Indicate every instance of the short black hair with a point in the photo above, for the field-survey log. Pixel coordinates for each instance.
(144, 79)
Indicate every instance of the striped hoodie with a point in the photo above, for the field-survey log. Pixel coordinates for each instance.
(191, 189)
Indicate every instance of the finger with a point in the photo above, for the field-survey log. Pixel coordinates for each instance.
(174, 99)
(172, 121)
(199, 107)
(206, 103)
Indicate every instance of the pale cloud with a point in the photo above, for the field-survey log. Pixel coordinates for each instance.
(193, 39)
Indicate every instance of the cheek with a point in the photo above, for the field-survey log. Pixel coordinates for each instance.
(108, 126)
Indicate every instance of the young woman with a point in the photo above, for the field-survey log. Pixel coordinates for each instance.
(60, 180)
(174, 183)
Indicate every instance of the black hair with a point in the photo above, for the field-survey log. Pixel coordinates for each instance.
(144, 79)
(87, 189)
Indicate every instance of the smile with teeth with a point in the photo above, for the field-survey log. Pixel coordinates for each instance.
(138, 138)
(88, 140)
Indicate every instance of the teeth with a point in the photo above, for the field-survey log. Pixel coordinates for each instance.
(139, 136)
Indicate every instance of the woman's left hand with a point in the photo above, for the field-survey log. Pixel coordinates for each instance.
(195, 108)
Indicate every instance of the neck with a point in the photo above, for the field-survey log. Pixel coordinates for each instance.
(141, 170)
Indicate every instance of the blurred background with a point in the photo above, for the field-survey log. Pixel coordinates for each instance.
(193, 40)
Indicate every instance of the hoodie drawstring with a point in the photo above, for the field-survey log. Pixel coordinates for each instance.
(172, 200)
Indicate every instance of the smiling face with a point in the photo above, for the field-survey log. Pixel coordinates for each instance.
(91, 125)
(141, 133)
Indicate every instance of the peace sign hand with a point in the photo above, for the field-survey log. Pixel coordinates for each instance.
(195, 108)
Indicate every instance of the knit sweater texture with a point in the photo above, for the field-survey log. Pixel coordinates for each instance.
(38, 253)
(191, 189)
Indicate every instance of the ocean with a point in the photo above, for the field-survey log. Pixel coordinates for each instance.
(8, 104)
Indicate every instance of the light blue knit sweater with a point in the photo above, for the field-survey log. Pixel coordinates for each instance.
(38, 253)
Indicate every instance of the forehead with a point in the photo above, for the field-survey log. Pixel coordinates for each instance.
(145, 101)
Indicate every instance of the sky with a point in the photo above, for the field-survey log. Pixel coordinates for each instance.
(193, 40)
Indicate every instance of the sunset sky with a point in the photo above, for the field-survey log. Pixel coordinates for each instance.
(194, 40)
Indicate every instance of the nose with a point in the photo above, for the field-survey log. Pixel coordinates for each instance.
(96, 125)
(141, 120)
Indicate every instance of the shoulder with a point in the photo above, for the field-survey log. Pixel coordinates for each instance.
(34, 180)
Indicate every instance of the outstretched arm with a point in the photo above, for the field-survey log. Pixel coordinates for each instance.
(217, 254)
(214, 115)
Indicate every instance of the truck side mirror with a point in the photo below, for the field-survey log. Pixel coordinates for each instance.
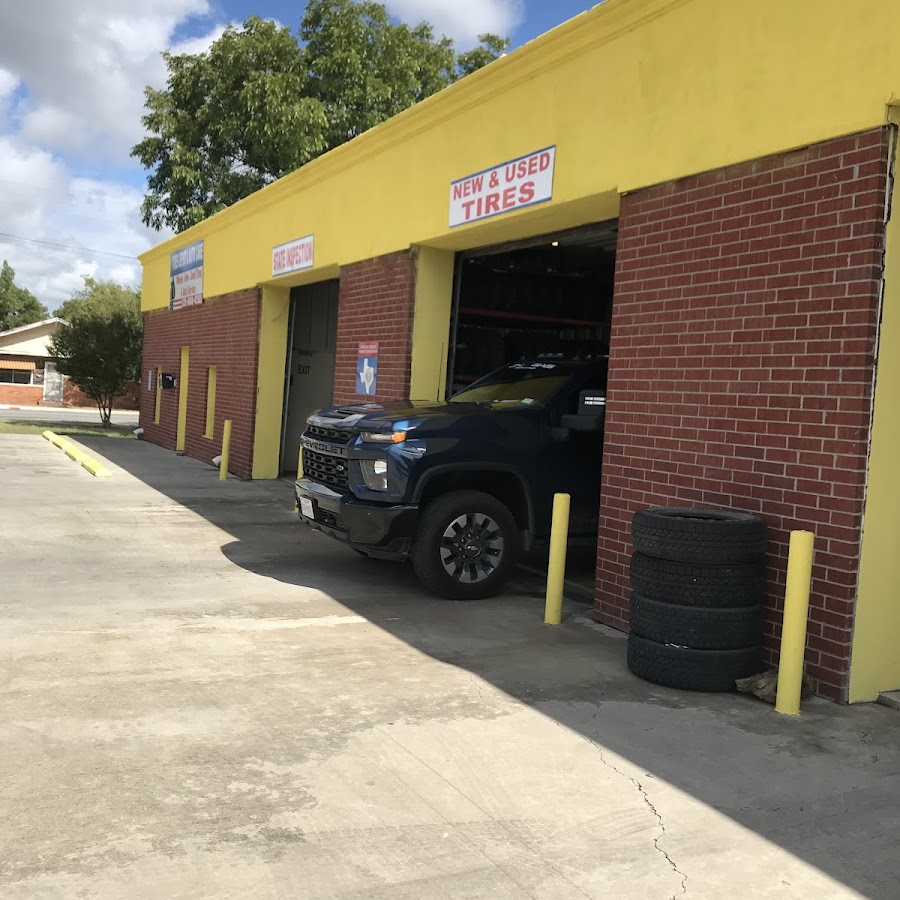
------------
→ **ACTIVITY**
Except for the pictures, give all the material above again verbatim.

→ **YOUR RESPONSE**
Indicate every instance of the short black hair with a point in the photo above, for the field-survey log. Pixel coordinates for each instance.
(144, 79)
Indicate every instance of the striped hoodie with a point in the photo above, for the field-survey log. Pixel coordinates for each instance.
(191, 189)
Indicate every instance of the finger with a point in the photo above, for the field-survey log. Pixel coordinates for each instance.
(174, 99)
(172, 121)
(199, 107)
(206, 103)
Indicate every instance of the pale cloud with a point in the photo above, for the field-survey log. Pixel coordinates for each instance.
(193, 39)
Indicate every instance of the cheek with a point in the photo above, for the field-survey log. Pixel coordinates for each instance.
(108, 126)
Indicate every instance of the young woman with a point in the photo above, for the field-survey log. Pixel coordinates for each instance.
(60, 180)
(174, 183)
Indicate every instance of the black hair with a point in the photo above, for the field-survey log. Pixel coordinates for each instance.
(144, 79)
(87, 189)
Indicate every instance of the smile with teeth with a point in the photo above, for the field-survey log. Pixel coordinates for each instance.
(138, 138)
(88, 140)
Indicate every instance of the teeth with a point in the photo above, for the field-survey log. Pixel coordinates for each instance.
(139, 136)
Indicate every instance of the woman's left hand with a point in the photo above, for the field-survey log. Pixel coordinates for each instance.
(195, 108)
Indicate every instance of the neck with a point in the photo above, for the field-survey log. Pixel coordinates for each instance.
(141, 170)
Indicate every instance of the blurred background with a point in the photo above, for the field-survey log. Pixel coordinates for each instance.
(193, 40)
Indicate every instance of the hoodie drawstring with a point in the photo above, for the field-survey log. Pixel coordinates for each instance.
(172, 200)
Indicate every instance of the smiling face with a point in the photo above, for the field-survey log. Pixel coordinates for each instance.
(91, 125)
(141, 133)
Indicate every instance of the peace sign hand with a point in the photo above, for the field-survey log. Pixel coordinates for each instance.
(195, 108)
Indicate every instance of the knit sweater texture with a point in the photo above, for the field-survey log. Pixel coordinates for each instance.
(38, 253)
(191, 189)
Indicate every instance of the ocean with a point in the photo above, for the field-survey log. Pixel coordinates for each instance.
(8, 104)
Indicate every instance of the light blue knit sweater with a point in the photo above, for the field-survey log. Pixel coordinates for each instance.
(38, 253)
Indicate every instance of the forehead with a point in the photo above, for the field-survey log. Pixel coordinates for each instance.
(145, 101)
Indicate every instance of the sky with a point in the photo above, for the field-survey log. Pixel coordinates for each instance.
(193, 40)
Indicate every instance of the sunset sky with a point in the photo above, for the field-survey log. Pixel coordinates for each instance.
(194, 40)
Indicate every instance of the nose with a point in the photo above, for the field-survey log. Pixel coordinates for each instance.
(96, 125)
(141, 120)
Indicate every instance of the shoulder with a point in the photo above, for the field-survey log. Pixel coordinates for each instance.
(34, 180)
Indicate every instance of the outstretched arm with a point in the photo above, for the field-survey log. Pixel coordinates for each instance.
(217, 254)
(214, 115)
Indicate every instance of the truck side mirror with a point in the photo below, for the field-survey log. Pixel coordinates for each instance.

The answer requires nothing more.